<<<<

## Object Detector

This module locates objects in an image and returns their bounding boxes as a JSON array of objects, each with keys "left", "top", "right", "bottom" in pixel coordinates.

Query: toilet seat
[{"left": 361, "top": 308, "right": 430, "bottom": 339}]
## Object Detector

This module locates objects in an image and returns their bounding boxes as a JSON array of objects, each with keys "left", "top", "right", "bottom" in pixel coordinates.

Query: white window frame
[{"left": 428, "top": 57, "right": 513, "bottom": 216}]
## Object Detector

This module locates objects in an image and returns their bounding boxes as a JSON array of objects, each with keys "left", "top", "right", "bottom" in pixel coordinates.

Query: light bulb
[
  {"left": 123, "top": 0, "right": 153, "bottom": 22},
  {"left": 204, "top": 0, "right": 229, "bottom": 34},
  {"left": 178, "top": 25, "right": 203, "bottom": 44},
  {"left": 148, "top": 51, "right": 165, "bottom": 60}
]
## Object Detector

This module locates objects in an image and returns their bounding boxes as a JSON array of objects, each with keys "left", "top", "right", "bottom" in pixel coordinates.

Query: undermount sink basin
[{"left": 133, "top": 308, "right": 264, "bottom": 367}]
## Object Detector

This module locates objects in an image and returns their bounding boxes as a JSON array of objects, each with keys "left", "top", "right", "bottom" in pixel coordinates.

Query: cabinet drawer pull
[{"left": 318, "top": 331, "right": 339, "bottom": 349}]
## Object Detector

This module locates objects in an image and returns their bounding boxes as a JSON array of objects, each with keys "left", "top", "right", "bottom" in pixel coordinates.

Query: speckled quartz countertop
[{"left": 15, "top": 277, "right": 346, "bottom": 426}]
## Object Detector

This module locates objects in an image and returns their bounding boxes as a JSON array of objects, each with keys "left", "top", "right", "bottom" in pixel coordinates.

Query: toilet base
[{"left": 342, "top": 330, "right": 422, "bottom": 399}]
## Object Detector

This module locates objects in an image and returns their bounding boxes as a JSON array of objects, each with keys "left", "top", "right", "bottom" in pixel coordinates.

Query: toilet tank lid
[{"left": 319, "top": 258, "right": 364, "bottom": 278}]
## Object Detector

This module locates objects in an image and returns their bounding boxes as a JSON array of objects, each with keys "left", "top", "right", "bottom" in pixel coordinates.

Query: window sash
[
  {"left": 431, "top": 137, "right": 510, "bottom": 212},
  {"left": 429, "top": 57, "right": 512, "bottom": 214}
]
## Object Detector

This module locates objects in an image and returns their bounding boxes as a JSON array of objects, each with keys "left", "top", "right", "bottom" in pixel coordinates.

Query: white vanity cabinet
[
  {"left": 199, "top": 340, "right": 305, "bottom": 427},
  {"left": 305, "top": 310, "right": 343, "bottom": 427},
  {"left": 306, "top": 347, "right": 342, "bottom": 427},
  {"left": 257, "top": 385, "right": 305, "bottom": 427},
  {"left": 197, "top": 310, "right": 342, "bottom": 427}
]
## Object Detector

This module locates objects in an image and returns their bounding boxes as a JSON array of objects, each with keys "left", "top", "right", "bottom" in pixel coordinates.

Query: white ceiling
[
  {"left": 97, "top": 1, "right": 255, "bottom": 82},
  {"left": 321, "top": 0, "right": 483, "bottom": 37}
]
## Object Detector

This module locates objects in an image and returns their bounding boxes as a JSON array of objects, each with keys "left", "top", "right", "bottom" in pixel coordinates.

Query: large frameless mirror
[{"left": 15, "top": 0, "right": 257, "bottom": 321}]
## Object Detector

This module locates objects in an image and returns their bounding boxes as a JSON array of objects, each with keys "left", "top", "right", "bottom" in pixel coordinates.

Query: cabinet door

>>>>

■ TRY IT:
Each entry above needs to be duplicated verbatim.

■ TASK SOLUTION:
## Object Detector

This module locates objects in an image and returns their bounding boxes as a JSON array of objects, each with keys "left", "top", "right", "bottom" in pixel coordinates.

Query: toilet seat
[{"left": 361, "top": 308, "right": 430, "bottom": 339}]
## Object Detector

This module locates objects in an image and returns their bounding boxes as a JSON array of objects, each with keys "left", "top", "right", "bottom" in pixel coordinates.

Query: white window frame
[{"left": 428, "top": 57, "right": 513, "bottom": 216}]
## Object Detector

This module locates objects in an image and returns their bounding boxes as a JSON array of objects, each with keys "left", "top", "right", "bottom" in pixel coordinates.

Query: light bulb
[
  {"left": 123, "top": 0, "right": 153, "bottom": 22},
  {"left": 204, "top": 0, "right": 229, "bottom": 34},
  {"left": 178, "top": 25, "right": 203, "bottom": 44},
  {"left": 148, "top": 51, "right": 165, "bottom": 60}
]
## Object Detector

This module locates objects in an image and returns their bounding boxes as a JSON array of objects, each with keys "left", "top", "right", "bottom" in pixel coordinates.

Query: undermount sink basin
[{"left": 133, "top": 308, "right": 264, "bottom": 367}]
## Object Detector

This module locates objects in an image and returns their bounding boxes as a JSON array of objects, each with keys "left", "top", "right", "bottom" in pixel coordinates.

Query: cabinet drawer pull
[{"left": 318, "top": 331, "right": 339, "bottom": 349}]
## Object Detector

This module locates objects in an image and returns their bounding boxes as a JSON array of objects, each with keys "left", "top", "right", "bottom" in pixel coordinates.

Query: speckled quartz countertop
[{"left": 15, "top": 277, "right": 346, "bottom": 426}]
## Object Detector

This module locates objects in an image and returns their bounding boxes as a JSON array of objects, each with keys "left", "top", "right", "bottom" in pixel coordinates.

Query: toilet base
[{"left": 342, "top": 330, "right": 422, "bottom": 399}]
## Object Detector

This module locates objects in an image and returns their bounding boxes as a JSON array of objects, each with keys "left", "top", "right", "bottom" in pixel coordinates.

Query: toilet tank lid
[{"left": 319, "top": 258, "right": 364, "bottom": 278}]
## Object Detector

This module locates objects in an image and returns their bounding boxes as a JSON array of objects, each with keys "left", "top", "right", "bottom" in pixel coordinates.

Query: window sash
[
  {"left": 431, "top": 137, "right": 510, "bottom": 212},
  {"left": 429, "top": 57, "right": 512, "bottom": 214}
]
## Object Detector

This module locates objects in an image and returns their bounding boxes as a JSON array of objects, each with keys "left", "top", "right", "bottom" in pixel coordinates.

Query: white vanity cabinet
[
  {"left": 199, "top": 340, "right": 305, "bottom": 427},
  {"left": 305, "top": 310, "right": 343, "bottom": 427},
  {"left": 306, "top": 347, "right": 342, "bottom": 427},
  {"left": 257, "top": 385, "right": 305, "bottom": 427},
  {"left": 197, "top": 310, "right": 342, "bottom": 427}
]
## Object Detector

This module locates objects in an image and returns their bounding boxes as a JSON array of objects, each with keys "left", "top", "right", "bottom" in pixel coordinates.

Query: white ceiling
[
  {"left": 97, "top": 1, "right": 255, "bottom": 82},
  {"left": 321, "top": 0, "right": 483, "bottom": 37}
]
## Object Detector

This module locates objects in an image and returns their bounding boxes as a JSON array of objects, each with keys "left", "top", "right", "bottom" in pixel coordinates.

Query: large frameless mirror
[{"left": 15, "top": 0, "right": 257, "bottom": 321}]
## Object Detector

This module locates objects in an image and returns their bounding boxes as a JSON array of objects, each with keys "left", "top", "right", "bottom" in pixel coordinates.

Query: cabinet door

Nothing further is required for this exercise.